**Problems and tasks:**
1. Can you output the passage on Schnabel's paintings word for word, starting with "In a series" and going on through "across these marks."?
2. Answer these questions about the passage on Schnabel's paintings:
(a) On what material are the 1990 paintings done?
(b) What is the title of the series of recent works made with spray paints?
(c) What did Schnabel use to apply the patches of purple in Untitled?

Schnabel’s works especially thrive when this imperative is followed: indeed, the compounded size, materials, and technique—the mainstay of Schnabel’s artistic practice— are such that one truly obtains an ideal experience of these complex creative sums, as one stands before each work in the flesh. This exhibition at Almine Rech makes this imperative possible today, and enables another resurrection to occur.
In a series of paintings on white tarpaulin from 1990, which the artist is used to refer as the “Paintings on tarp series”, he explores the possibilities inherent in taking a nontraditional approach to mark-making and seeks a freedom that must be arrived at through a circumlocution around modernist mores of abstraction. In Untitled, against a battered white background, Schnabel applied patches of purple with the conduit of a cloth drenched in paint. These marks become ghostly fingerprints, recalling both the drips of action painters and the automatic creations of the Dadaists. Running across the painting from the upper left corner, a pool of deep, bloody maroon oozes across these marks.
Take his recent works, for instance, wherein Schnabel has been using spray paints, from a series titled “Tour of Hell,” several of which are featured in the exhibition, and let us just listen to the specific vocabulary the artist chose to describe these works:
“I wanted the paint to impregnate the material instead of being on top of the material.”

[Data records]
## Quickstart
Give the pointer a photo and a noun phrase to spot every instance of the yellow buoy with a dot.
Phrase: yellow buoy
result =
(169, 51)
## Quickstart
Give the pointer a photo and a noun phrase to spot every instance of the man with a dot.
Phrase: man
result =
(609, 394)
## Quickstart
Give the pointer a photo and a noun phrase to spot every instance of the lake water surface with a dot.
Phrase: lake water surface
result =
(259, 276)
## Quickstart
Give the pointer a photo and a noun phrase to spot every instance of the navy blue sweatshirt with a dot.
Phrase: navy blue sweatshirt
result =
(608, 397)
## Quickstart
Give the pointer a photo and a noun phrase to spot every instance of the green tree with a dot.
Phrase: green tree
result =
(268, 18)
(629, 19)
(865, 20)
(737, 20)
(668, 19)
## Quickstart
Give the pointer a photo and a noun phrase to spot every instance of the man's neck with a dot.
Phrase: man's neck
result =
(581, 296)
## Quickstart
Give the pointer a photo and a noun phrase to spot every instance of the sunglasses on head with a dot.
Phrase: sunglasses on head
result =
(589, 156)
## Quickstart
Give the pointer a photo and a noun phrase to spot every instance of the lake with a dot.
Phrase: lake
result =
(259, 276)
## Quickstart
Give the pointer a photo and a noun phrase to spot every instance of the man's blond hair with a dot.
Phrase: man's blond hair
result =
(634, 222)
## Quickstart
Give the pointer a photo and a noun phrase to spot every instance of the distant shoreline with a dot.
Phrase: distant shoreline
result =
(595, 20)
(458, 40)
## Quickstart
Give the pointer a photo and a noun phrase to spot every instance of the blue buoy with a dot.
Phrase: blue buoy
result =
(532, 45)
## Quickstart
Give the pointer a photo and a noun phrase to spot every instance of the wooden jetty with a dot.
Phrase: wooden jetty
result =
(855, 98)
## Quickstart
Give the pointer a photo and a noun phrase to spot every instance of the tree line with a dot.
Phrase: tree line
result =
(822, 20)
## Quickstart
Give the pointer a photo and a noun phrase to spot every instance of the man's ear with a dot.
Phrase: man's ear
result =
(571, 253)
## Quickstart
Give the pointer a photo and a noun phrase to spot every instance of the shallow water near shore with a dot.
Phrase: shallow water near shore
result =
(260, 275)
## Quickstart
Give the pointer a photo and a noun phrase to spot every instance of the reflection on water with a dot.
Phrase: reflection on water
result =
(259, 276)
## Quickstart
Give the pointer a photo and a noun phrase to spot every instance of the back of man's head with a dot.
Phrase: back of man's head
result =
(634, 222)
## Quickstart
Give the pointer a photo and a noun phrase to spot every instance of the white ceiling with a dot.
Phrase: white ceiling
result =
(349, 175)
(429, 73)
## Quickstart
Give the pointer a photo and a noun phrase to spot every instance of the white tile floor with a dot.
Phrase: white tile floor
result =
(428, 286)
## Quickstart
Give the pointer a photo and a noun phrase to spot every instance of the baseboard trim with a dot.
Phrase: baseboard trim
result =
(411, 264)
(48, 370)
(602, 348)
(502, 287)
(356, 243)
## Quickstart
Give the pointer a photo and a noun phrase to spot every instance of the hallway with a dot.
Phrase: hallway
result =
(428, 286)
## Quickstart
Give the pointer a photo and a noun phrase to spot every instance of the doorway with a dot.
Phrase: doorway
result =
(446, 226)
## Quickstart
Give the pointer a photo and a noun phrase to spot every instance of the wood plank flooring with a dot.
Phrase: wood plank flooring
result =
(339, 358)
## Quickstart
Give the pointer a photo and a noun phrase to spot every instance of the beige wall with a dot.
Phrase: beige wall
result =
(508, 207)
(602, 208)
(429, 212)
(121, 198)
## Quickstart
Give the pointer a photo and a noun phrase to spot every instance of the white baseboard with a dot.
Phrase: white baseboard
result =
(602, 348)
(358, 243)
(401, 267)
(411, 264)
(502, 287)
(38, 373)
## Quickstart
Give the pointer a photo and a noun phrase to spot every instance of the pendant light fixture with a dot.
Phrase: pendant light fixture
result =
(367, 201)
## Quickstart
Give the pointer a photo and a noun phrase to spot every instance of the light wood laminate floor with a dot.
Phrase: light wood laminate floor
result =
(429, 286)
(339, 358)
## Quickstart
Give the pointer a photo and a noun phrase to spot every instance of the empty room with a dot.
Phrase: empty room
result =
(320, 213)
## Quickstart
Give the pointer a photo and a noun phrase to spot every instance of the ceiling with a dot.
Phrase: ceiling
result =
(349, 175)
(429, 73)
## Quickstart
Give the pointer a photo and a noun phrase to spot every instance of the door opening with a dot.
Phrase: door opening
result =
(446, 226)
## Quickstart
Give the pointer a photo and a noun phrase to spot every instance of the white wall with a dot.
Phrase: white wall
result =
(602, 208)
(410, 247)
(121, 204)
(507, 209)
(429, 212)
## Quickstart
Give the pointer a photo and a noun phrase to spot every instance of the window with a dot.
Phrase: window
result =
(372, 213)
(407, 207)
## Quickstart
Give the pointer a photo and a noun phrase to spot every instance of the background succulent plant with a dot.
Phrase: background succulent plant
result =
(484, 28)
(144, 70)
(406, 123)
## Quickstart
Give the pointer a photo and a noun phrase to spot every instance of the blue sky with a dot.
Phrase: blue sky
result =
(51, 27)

**Task-by-task solutions:**
1.
In a series of paintings on white tarpaulin from 1990, which the artist is used to refer as the “Paintings on tarp series”, he explores the possibilities inherent in taking a nontraditional approach to mark-making and seeks a freedom that must be arrived at through a circumlocution around modernist mores of abstraction. In Untitled, against a battered white background, Schnabel applied patches of purple with the conduit of a cloth drenched in paint. These marks become ghostly fingerprints, recalling both the drips of action painters and the automatic creations of the Dadaists. Running across the painting from the upper left corner, a pool of deep, bloody maroon oozes across these marks.

2.
(a) White tarpaulin.
(b) "Tour of Hell."
(c) A cloth drenched in paint.